> _EXERCISE REQUIREMENTS_
Starting at the line that contains "neighboring building as a single marker per instance.", restate each line word for word through the final line of the data, keeping both ends.
— START DATA SUPPLIED —
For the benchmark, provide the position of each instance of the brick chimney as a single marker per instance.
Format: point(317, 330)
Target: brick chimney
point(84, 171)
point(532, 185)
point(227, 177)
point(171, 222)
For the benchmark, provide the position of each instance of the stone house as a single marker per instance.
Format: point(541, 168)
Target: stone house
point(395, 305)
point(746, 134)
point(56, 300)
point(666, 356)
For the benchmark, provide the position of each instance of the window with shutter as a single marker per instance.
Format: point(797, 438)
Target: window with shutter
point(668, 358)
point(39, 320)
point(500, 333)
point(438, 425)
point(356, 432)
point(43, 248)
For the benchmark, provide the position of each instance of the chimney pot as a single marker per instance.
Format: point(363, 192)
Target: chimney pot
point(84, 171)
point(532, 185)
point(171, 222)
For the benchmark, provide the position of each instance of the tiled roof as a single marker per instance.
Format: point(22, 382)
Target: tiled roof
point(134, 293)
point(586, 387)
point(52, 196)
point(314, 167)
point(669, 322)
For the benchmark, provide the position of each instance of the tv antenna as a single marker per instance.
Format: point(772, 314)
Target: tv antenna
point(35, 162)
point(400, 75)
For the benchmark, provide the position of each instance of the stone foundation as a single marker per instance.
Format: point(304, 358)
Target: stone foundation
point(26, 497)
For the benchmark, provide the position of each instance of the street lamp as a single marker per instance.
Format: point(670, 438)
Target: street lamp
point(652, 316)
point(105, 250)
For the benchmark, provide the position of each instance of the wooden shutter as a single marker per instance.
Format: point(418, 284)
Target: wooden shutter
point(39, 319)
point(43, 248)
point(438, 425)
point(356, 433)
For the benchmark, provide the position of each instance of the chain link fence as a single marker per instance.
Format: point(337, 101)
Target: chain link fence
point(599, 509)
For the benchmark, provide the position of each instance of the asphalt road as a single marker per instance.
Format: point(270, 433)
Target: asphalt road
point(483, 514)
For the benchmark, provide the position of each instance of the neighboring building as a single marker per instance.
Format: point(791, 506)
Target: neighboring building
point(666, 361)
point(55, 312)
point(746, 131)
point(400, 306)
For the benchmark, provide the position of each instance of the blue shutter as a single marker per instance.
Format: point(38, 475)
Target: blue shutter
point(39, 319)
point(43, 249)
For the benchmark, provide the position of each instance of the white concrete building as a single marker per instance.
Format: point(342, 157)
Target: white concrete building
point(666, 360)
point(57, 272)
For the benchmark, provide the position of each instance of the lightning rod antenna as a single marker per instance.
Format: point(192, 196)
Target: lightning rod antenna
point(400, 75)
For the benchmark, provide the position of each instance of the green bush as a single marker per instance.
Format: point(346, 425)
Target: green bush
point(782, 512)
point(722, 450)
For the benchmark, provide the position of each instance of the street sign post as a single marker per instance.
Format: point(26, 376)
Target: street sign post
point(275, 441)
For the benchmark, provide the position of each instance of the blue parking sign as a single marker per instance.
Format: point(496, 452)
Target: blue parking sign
— END DATA SUPPLIED —
> _TASK ANSWER_
For the benchmark, provide the position of each instance of the neighboring building as a single marker per instance.
Format: point(791, 506)
Target: neighboring building
point(666, 361)
point(55, 312)
point(746, 131)
point(400, 306)
For the benchmark, provide the position of each instance of the blue shutter as a single marker per instance.
Format: point(38, 475)
Target: blue shutter
point(39, 319)
point(43, 249)
For the benchmark, provide the position of each instance of the white concrete building as a single marker per instance.
Format: point(342, 157)
Target: white concrete building
point(666, 360)
point(57, 272)
For the benchmark, provide the position of each instance of the lightning rod antenna as a single marker per instance.
Format: point(192, 196)
Target: lightning rod antenna
point(400, 75)
For the benchmark, provide the position of each instance of the green bush as a single marker per instance.
Format: point(346, 425)
Target: green bush
point(782, 512)
point(722, 450)
For the benchmark, provide the position of each instance of the street sign post as a single marker per instance.
Format: point(26, 376)
Target: street sign post
point(275, 441)
For the benchmark, provide the position of each instance of the blue parking sign as a single marker per instance.
Format: point(496, 452)
Target: blue parking sign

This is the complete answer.